▶ **TASK TO COMPLETE**
Taking the listing below, restate word for word each line from the line with "The component shall identify every instance of the paved" to the line with "The component shall identify every instance of the forest floor", ends included, and stop there.

-=-=-=-=-

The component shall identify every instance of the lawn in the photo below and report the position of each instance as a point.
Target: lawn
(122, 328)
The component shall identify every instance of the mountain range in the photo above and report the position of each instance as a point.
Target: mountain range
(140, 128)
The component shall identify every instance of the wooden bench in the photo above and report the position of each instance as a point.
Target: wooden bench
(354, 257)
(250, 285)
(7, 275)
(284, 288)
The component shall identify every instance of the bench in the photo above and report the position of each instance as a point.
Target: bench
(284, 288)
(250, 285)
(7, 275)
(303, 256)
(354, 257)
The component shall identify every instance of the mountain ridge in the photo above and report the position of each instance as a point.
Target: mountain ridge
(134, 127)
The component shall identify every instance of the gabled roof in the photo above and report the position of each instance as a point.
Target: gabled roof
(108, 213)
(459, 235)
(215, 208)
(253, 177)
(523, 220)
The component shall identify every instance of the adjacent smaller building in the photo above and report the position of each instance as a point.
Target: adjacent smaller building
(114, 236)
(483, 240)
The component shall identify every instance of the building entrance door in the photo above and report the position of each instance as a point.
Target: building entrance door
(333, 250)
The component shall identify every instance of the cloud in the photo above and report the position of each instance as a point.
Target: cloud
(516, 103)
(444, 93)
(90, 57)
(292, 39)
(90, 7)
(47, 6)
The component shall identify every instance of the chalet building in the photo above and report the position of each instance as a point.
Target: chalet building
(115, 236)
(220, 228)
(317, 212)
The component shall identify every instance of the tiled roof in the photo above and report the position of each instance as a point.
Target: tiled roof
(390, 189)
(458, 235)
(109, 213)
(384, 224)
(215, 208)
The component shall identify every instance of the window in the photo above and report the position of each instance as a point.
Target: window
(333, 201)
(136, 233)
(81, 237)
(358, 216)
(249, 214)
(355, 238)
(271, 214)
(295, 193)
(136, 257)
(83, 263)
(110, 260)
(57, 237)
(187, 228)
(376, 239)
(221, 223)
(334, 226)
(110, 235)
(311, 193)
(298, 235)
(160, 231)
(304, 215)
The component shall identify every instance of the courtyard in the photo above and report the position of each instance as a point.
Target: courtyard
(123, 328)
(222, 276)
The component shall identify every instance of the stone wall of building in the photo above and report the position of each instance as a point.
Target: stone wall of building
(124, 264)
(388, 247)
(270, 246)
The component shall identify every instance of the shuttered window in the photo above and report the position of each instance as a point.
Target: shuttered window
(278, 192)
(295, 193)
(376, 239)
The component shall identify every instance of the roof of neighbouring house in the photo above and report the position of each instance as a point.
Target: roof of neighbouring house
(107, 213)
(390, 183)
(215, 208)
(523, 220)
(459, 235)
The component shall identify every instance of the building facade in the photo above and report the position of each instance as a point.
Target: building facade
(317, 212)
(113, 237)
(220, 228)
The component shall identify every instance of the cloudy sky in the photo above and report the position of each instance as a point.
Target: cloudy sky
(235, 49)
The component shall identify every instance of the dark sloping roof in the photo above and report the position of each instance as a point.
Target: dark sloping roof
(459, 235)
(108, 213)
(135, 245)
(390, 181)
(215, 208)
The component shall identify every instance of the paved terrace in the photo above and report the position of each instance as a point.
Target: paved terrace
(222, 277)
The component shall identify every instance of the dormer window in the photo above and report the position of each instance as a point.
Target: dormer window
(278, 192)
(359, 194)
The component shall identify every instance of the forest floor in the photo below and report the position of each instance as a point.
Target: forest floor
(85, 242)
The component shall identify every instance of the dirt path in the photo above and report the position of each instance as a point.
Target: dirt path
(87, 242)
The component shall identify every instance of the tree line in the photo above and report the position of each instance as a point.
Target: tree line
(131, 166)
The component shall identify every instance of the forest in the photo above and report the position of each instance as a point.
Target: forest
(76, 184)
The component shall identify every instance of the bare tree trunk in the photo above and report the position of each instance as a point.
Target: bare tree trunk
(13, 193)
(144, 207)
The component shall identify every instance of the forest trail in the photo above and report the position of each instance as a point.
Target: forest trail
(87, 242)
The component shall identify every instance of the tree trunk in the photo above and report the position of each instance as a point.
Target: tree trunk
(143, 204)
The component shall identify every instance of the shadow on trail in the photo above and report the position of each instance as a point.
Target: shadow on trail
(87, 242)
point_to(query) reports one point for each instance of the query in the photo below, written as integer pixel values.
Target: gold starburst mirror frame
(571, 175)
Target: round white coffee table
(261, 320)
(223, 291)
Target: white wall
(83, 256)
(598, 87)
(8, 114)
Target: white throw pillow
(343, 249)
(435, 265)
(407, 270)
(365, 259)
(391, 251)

-=-=-=-=-

▶ **RESULT OF THE TASK**
The component shall identify every instance of the paved terrace in the photo above and report the position of each instance as a point.
Target: paved terrace
(222, 277)
The component shall identify every instance of the dormer window in the photo above and report the position of each instance as a point.
Target: dormer window
(278, 192)
(359, 194)
The component shall identify every instance of the forest floor in the photo below and report the position of each instance as a point.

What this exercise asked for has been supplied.